> Problem to work on: Return every line of the material below unchanged, from the first line to the last.

Object position labeling entries
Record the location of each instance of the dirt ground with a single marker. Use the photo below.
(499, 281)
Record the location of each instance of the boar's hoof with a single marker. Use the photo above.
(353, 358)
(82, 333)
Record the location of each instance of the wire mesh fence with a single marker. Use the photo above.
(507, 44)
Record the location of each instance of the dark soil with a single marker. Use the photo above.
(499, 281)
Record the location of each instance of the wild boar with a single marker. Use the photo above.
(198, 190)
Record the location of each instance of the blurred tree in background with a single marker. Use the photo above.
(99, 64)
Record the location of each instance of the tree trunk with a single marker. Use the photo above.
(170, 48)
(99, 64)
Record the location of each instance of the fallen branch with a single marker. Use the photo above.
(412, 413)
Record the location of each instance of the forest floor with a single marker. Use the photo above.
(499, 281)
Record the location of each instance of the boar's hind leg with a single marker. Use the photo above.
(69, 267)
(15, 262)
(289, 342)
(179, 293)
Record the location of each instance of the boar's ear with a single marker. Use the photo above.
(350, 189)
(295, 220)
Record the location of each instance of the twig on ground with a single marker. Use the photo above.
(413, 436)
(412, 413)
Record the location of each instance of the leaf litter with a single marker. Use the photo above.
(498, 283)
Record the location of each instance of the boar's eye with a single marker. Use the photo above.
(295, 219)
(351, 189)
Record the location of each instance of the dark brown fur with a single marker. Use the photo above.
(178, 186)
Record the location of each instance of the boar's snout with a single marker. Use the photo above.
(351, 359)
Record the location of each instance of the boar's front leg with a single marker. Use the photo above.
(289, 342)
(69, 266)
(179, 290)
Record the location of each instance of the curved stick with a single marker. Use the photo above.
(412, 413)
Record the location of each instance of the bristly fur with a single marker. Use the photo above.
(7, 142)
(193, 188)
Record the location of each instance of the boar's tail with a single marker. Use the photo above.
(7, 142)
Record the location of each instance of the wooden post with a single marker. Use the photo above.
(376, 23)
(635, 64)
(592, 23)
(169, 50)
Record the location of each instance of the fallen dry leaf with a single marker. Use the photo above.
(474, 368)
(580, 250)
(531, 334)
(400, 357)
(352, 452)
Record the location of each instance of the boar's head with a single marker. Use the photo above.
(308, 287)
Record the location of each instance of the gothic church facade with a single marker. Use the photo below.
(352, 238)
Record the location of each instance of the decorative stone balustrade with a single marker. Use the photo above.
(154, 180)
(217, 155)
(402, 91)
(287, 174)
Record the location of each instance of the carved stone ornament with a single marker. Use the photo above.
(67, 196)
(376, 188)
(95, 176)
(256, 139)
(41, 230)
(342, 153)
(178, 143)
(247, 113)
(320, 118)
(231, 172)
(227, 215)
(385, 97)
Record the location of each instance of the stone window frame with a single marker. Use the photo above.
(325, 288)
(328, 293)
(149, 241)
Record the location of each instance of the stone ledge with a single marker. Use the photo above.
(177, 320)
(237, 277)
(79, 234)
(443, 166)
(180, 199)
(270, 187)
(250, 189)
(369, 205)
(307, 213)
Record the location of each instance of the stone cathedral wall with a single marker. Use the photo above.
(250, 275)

> Solution to this task:
Record the location of each instance of the dirt ground with a single marker. Use the photo below.
(499, 281)
Record the location of each instance of the boar's hoof with a single marker. Use the photo above.
(353, 358)
(82, 333)
Record the location of each instance of the wire mesh fence with a single marker. Use the photo above.
(507, 44)
Record the location of each instance of the dark soil with a single marker. Use the photo above.
(499, 281)
Record the location of each instance of the wild boar with a single marker. Use the photo above.
(198, 190)
Record the location of each instance of the blurred tree in background with a single marker. Use the photo above.
(99, 64)
Record the location of each instance of the tree trunk with a single marker. Use the photo above.
(170, 48)
(99, 64)
Record the location of each instance of the fallen branch with a single marker. Use the photo above.
(412, 413)
Record the location of each instance of the forest floor with a single marker. Use the photo above.
(499, 281)
Record the location of each instance of the boar's hind leg with a single marker. Use the photo above.
(69, 267)
(15, 262)
(289, 342)
(179, 293)
Record the location of each instance of the boar's ear with a single marker. Use the photo above.
(350, 189)
(295, 220)
Record the location of each instance of the twig on ground with a single marker. Use the photo above.
(413, 436)
(412, 413)
Record the location of each instance of the leaf litter with a single marker. Use the photo above.
(498, 283)
Record the location of each instance of the boar's eye with a single marker. Use the photo above.
(295, 219)
(351, 189)
Record the location of each instance of the dark brown fur with a single marker. Use the photo above.
(178, 186)
Record the location of each instance of the boar's snout with a single marker. Use the photo above.
(351, 359)
Record the location of each instance of the boar's front leg with a single marker. Use the photo above.
(289, 342)
(69, 266)
(179, 290)
Record the location of each instance of the curved stick with a single marker. Use the photo above.
(412, 413)
Record the location of each instance of the bristly fur with a single marker. Use the photo above.
(7, 142)
(193, 188)
Record the location of each instance of the boar's tail with a single marker. Use the photo above.
(7, 142)
Record the location of each instance of the wooden post with a single marker. Use the photo above.
(376, 23)
(635, 64)
(592, 23)
(169, 50)
Record the location of each instance of the fallen dry leaf with a single marker. Use the photo above.
(474, 368)
(580, 250)
(531, 334)
(400, 357)
(352, 452)
Record the location of each instance of the boar's head with a single marker. Use the photo above.
(308, 287)
Record the location of each instance of the gothic church facade with a single marker. Use the photo below.
(352, 238)
Record the location of each instance of the decorative stone balustrade with a single marker. Use the photo above.
(154, 180)
(217, 155)
(402, 91)
(287, 174)
Record the location of each instance of the carved stone ornament with a single marker. Use the photo above.
(67, 196)
(376, 188)
(95, 176)
(256, 139)
(41, 230)
(342, 153)
(178, 143)
(247, 113)
(320, 118)
(231, 172)
(227, 215)
(385, 97)
Record the location of each instance of the stone window frame with a single marker. Use the photo above.
(325, 288)
(328, 293)
(149, 241)
Record the location of each instance of the stone ledge with a single marker. Use the photo above.
(177, 320)
(237, 277)
(79, 234)
(443, 166)
(180, 199)
(270, 187)
(250, 189)
(369, 205)
(307, 213)
Record the location of each instance of the stone cathedral wall with a single marker. Use the photo above.
(250, 275)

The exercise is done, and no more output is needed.